● TEXT PASSAGE:
Old South Sermons

GOD'S ACTION AND OURS

Sermon by James W. Crawford

Maundy Thursday, April 4, 1996

I want to say just a word about what we do here tonight. It has to do with the action at this table. We come here to witness to God's action and to be reminded of our own.

I am reminded of this dual action because of a Kodak slide I ran across the other day. I took the slide back in 1961 when Linda and I traveled to the Holy Land on our honeymoon. We touched many of the bases in Israel and Jordan included in the great Biblical sagas surrounding the events of the Old and New Testaments. We tended to focus on the places most closely associated with Jesus. We walked the Via De La Rosa, we climbed down into the cave beneath the Church of the Nativity. We stood at the base of a garbage dump outside the city gate, as plausible a place as any for Calvary and the dirty work done there. We stood with others in a garden, facing a tomb built into the wall, and felt almost as if we stood beside Mary as she encountered the risen Christ there nearly two thousand years ago.

But the slide--the slide I came across showed a narrow little alley, maybe six feet wide, pressed upon each side by steeply fronted row-houses. The alley led directly to an open door at the base of one of those row-houses. Because in 1961 Jerusalem was a city divided, some of it in Jordan, some of it in Israel, in order to get to that open door we followed a guide on a twisting, turning route, designed to sustain the separation between Jordanian and Jew. We were warned about the possibility of snipers and we maintained a constant vigilance.

● A block of data:
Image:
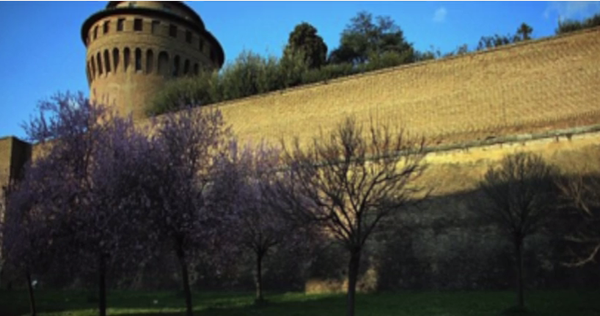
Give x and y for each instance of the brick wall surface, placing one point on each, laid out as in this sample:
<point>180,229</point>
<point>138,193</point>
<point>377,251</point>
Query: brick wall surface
<point>540,85</point>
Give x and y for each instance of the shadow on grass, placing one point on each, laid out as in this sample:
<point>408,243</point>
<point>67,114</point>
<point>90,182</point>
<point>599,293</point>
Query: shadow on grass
<point>432,303</point>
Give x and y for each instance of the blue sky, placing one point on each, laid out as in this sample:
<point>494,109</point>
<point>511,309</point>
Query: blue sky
<point>42,53</point>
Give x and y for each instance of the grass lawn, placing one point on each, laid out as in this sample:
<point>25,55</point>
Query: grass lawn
<point>547,303</point>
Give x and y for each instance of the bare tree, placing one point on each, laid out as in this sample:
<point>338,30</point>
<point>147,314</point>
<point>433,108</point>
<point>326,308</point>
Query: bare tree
<point>582,193</point>
<point>519,198</point>
<point>350,182</point>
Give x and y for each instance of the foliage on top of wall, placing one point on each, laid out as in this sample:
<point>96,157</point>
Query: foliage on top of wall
<point>251,74</point>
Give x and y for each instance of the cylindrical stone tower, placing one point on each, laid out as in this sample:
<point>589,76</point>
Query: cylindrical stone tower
<point>134,47</point>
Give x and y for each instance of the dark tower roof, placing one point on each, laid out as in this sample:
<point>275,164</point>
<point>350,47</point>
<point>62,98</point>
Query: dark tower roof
<point>191,20</point>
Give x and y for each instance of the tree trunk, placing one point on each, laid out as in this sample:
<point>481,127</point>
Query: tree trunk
<point>519,264</point>
<point>102,285</point>
<point>352,277</point>
<point>31,297</point>
<point>259,256</point>
<point>186,282</point>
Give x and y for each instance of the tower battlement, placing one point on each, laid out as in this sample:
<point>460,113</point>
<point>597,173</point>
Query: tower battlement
<point>134,47</point>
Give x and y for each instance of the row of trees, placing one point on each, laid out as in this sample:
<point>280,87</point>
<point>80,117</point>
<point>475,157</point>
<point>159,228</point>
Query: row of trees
<point>106,196</point>
<point>102,195</point>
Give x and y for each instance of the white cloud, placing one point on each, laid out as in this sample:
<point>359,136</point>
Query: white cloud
<point>440,15</point>
<point>572,9</point>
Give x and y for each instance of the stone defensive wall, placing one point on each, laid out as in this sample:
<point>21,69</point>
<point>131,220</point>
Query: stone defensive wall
<point>527,87</point>
<point>541,96</point>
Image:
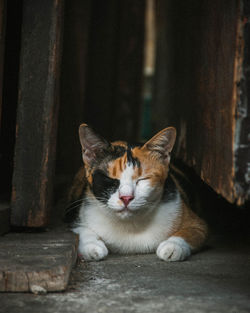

● AIM: Please carry on the Maundy Thursday sermon from the point where it stops.

● TASK OUTPUT:
Now the door to that house led to a set of stairs to what was on our sacred itinerary: the upper room. And, as you can tell, I have never forgotten the circuitous route we took to that upper room. It delineated a division, a resentment, a virulent hatred and catastrophic chasm between ethnic cousins, a religious family of a single but now distant household, and a nationalism where blood and soil counted most.

Now, of course, in Jesus' time the division between Jew and Gentile, Arab and Jew, was no less a bloody problem than it was in 1961. And as we meet in 1996, the division and hatred continues to create horror stories: bombings, suicides, murder. Fear, repression and terror still saturate the streets, the neighborhoods--the city housing that upper room.

And what goes on in the neighborhood around Jerusalem's upper room is simply an illustration of the division afflicting our human family, whether it be in Israel or the Gaza Strip, in Sarajevo or Kabul, in Chechnya, Sri Lanka, or Kampuchia, whether it be the lines dividing the neighborhoods of our cities, the suburbs surrounding them, our churches and their thin little slices of American religious culture. Lines are drawn. The children of God are at arms length, if not at war with one another. The situation of the upper room, the one in Jerusalem--or wherever this sacrament is celebrated--the situation of the upper room is the same tonight as it was when Linda and I were there in 1961, or when Jesus celebrated the last supper some two millennia ago.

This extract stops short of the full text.